Top of DATA FOR THIS TASK
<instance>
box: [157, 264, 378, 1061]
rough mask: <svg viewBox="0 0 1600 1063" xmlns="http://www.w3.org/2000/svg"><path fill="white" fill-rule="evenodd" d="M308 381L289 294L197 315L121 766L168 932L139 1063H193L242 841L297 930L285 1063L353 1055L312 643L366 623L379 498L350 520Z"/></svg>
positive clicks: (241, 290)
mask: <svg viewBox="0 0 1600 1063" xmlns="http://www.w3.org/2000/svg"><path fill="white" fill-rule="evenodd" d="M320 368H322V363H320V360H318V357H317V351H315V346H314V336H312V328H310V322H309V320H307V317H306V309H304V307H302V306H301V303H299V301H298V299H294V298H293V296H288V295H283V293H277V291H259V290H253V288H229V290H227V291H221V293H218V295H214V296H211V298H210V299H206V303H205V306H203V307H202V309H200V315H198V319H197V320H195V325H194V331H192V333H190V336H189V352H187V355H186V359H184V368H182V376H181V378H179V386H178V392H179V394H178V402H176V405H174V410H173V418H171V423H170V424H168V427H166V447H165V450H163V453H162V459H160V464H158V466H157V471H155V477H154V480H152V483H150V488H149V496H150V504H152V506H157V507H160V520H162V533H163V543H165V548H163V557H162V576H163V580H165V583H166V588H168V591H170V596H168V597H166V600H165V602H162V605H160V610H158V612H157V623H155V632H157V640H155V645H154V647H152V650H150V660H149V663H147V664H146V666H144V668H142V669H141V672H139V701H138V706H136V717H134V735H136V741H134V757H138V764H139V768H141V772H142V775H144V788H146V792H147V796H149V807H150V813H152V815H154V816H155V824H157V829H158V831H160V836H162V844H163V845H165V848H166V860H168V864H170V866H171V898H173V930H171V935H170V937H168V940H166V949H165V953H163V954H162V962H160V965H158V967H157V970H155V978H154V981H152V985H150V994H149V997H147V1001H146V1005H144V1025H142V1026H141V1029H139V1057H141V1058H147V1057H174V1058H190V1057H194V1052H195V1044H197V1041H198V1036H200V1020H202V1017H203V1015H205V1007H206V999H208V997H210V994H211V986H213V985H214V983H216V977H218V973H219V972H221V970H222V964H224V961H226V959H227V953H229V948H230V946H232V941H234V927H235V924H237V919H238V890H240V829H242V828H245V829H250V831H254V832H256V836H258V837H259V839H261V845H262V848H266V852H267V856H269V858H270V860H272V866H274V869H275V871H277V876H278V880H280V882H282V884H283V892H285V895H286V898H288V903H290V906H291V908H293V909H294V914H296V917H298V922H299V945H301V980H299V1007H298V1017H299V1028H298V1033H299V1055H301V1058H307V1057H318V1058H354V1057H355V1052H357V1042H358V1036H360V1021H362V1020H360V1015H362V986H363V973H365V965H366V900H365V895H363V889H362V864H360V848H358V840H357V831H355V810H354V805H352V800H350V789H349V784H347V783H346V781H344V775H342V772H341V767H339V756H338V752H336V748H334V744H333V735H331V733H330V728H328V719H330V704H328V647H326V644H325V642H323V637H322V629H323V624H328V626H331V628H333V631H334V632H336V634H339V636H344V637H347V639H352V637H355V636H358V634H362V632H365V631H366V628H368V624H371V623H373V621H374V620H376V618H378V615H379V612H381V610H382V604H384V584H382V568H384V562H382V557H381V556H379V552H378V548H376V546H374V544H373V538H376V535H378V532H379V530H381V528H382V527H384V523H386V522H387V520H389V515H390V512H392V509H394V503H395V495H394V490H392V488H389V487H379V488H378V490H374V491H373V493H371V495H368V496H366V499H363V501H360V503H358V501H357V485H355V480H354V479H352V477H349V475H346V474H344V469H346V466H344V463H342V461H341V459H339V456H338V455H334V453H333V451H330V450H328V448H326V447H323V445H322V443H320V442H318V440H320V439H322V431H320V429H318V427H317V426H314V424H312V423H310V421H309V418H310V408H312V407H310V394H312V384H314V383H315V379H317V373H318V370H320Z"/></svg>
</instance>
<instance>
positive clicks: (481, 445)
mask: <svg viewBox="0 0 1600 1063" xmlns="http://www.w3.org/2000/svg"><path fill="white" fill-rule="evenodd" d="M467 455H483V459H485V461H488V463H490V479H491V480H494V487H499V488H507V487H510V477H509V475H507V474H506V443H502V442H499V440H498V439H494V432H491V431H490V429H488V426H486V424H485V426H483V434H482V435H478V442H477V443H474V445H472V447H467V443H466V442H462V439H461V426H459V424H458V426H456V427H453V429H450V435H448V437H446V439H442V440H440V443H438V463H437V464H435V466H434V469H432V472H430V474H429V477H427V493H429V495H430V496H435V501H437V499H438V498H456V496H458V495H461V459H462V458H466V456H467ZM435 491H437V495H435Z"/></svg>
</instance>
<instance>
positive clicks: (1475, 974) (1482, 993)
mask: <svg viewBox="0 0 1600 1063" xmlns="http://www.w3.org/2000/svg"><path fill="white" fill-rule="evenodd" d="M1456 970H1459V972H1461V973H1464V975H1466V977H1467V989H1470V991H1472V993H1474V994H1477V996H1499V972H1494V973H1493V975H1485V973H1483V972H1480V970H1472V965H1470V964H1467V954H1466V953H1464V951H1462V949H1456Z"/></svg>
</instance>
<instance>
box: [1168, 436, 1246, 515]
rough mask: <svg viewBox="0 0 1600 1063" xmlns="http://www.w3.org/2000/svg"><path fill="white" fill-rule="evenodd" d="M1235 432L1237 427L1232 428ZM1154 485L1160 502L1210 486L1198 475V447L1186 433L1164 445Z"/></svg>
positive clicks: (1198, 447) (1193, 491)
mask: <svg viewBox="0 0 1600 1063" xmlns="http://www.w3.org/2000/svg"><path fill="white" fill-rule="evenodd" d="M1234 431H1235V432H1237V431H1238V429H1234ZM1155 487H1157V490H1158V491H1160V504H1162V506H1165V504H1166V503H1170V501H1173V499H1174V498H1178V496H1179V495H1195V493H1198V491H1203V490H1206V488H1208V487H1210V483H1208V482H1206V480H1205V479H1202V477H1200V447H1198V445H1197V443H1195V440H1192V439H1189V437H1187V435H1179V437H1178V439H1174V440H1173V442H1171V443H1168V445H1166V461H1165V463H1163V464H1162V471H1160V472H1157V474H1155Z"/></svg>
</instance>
Bottom of DATA FOR THIS TASK
### ASSIGNMENT
Write out the records again so that each line matches the original exactly.

### RESPONSE FOR THIS EXERCISE
<instance>
box: [157, 264, 378, 1061]
rough mask: <svg viewBox="0 0 1600 1063" xmlns="http://www.w3.org/2000/svg"><path fill="white" fill-rule="evenodd" d="M308 381L289 294L197 315L121 766L168 932L139 1063H193L242 841L297 930L285 1063L353 1055L312 643L366 623L379 498L350 520Z"/></svg>
positive clicks: (241, 290)
mask: <svg viewBox="0 0 1600 1063" xmlns="http://www.w3.org/2000/svg"><path fill="white" fill-rule="evenodd" d="M320 368H322V363H320V360H318V357H317V351H315V346H314V336H312V328H310V322H309V320H307V317H306V309H304V307H302V306H301V303H299V301H298V299H294V298H293V296H288V295H283V293H277V291H259V290H253V288H229V290H227V291H221V293H218V295H214V296H211V298H210V299H206V303H205V306H203V307H202V309H200V315H198V319H197V320H195V325H194V331H192V333H190V336H189V352H187V355H186V359H184V368H182V376H181V378H179V386H178V392H179V394H178V402H176V405H174V410H173V418H171V423H170V424H168V427H166V447H165V450H163V453H162V459H160V464H158V466H157V471H155V477H154V480H152V483H150V488H149V496H150V504H152V506H157V507H160V520H162V533H163V543H165V548H163V557H162V576H163V580H165V583H166V588H168V591H170V596H168V597H166V600H165V602H162V605H160V610H158V612H157V623H155V632H157V640H155V645H154V647H152V650H150V660H149V663H147V664H146V666H144V668H142V669H141V672H139V701H138V706H136V717H134V735H136V741H134V757H138V764H139V768H141V772H142V775H144V788H146V792H147V796H149V807H150V813H152V815H154V816H155V824H157V829H158V831H160V836H162V844H163V845H165V848H166V860H168V864H170V866H171V898H173V930H171V935H170V937H168V940H166V949H165V953H163V954H162V962H160V965H158V967H157V970H155V978H154V981H152V985H150V994H149V997H147V1001H146V1005H144V1025H142V1026H141V1029H139V1057H141V1058H147V1057H174V1058H190V1057H194V1052H195V1044H197V1041H198V1036H200V1020H202V1017H203V1015H205V1007H206V999H208V997H210V994H211V986H213V985H214V983H216V977H218V973H219V972H221V970H222V964H224V961H226V959H227V953H229V948H230V946H232V941H234V927H235V924H237V919H238V890H240V829H242V828H245V829H250V831H254V832H256V836H258V837H259V839H261V845H262V848H266V852H267V856H269V858H270V860H272V866H274V869H275V871H277V876H278V880H280V882H282V884H283V892H285V895H286V898H288V903H290V906H291V908H293V909H294V914H296V917H298V922H299V945H301V980H299V1007H298V1017H299V1028H298V1033H299V1055H301V1058H307V1057H318V1058H354V1057H355V1052H357V1042H358V1036H360V1021H362V1020H360V1015H362V986H363V973H365V965H366V900H365V895H363V889H362V864H360V848H358V840H357V831H355V810H354V805H352V800H350V789H349V784H347V783H346V781H344V775H342V772H341V767H339V756H338V752H336V748H334V744H333V735H331V733H330V728H328V719H330V704H328V647H326V644H325V642H323V637H322V629H323V624H328V626H331V628H333V631H334V632H336V634H339V636H344V637H347V639H352V637H355V636H358V634H362V632H365V631H366V628H368V624H371V623H373V621H374V620H376V618H378V615H379V612H381V610H382V604H384V584H382V568H384V562H382V557H381V556H379V552H378V548H376V546H374V544H373V538H376V535H378V532H379V530H381V528H382V527H384V523H386V522H387V520H389V515H390V512H392V509H394V503H395V495H394V490H392V488H389V487H379V488H378V490H374V491H373V493H371V495H368V496H366V499H363V501H360V503H358V501H357V485H355V480H354V479H352V477H349V475H346V474H344V469H346V466H344V463H342V461H341V459H339V456H338V455H334V453H333V451H330V450H328V448H326V447H323V445H322V443H320V442H318V440H320V439H322V431H320V429H318V427H317V426H314V424H312V423H310V421H309V418H310V408H312V407H310V394H312V384H314V383H315V379H317V373H318V370H320Z"/></svg>
</instance>
<instance>
positive clicks: (481, 445)
mask: <svg viewBox="0 0 1600 1063" xmlns="http://www.w3.org/2000/svg"><path fill="white" fill-rule="evenodd" d="M467 455H483V459H485V461H488V463H490V479H491V480H494V487H499V488H507V487H510V477H509V475H507V474H506V443H502V442H499V440H498V439H494V432H491V431H490V429H488V426H486V424H485V426H483V434H482V435H478V442H477V443H474V445H472V447H467V443H466V442H462V439H461V426H459V424H458V426H456V427H453V429H450V435H448V437H446V439H442V440H440V443H438V463H437V464H435V466H434V469H432V472H430V474H429V477H427V493H429V495H430V496H435V501H437V499H438V498H456V496H458V495H461V459H462V458H466V456H467ZM435 491H437V495H435Z"/></svg>
</instance>
<instance>
positive clicks: (1475, 974) (1482, 993)
mask: <svg viewBox="0 0 1600 1063" xmlns="http://www.w3.org/2000/svg"><path fill="white" fill-rule="evenodd" d="M1456 970H1459V972H1461V973H1464V975H1466V977H1467V989H1470V991H1472V993H1474V994H1477V996H1499V972H1494V973H1493V975H1485V973H1483V972H1480V970H1472V965H1470V964H1467V954H1466V953H1464V951H1462V949H1456Z"/></svg>
</instance>
<instance>
box: [1168, 436, 1246, 515]
rough mask: <svg viewBox="0 0 1600 1063" xmlns="http://www.w3.org/2000/svg"><path fill="white" fill-rule="evenodd" d="M1235 432L1237 427L1232 428ZM1154 485L1160 502L1210 486L1198 475V447L1186 433L1164 445Z"/></svg>
positive clicks: (1198, 447) (1193, 491)
mask: <svg viewBox="0 0 1600 1063" xmlns="http://www.w3.org/2000/svg"><path fill="white" fill-rule="evenodd" d="M1234 431H1235V432H1237V431H1238V429H1234ZM1155 487H1157V490H1158V491H1160V504H1162V506H1165V504H1166V503H1170V501H1173V499H1174V498H1178V496H1179V495H1195V493H1198V491H1203V490H1206V488H1208V487H1210V483H1208V482H1206V480H1205V479H1202V477H1200V447H1198V445H1197V443H1195V440H1192V439H1189V437H1187V435H1179V437H1178V439H1174V440H1173V442H1171V443H1168V445H1166V461H1165V463H1163V464H1162V471H1160V472H1157V474H1155Z"/></svg>
</instance>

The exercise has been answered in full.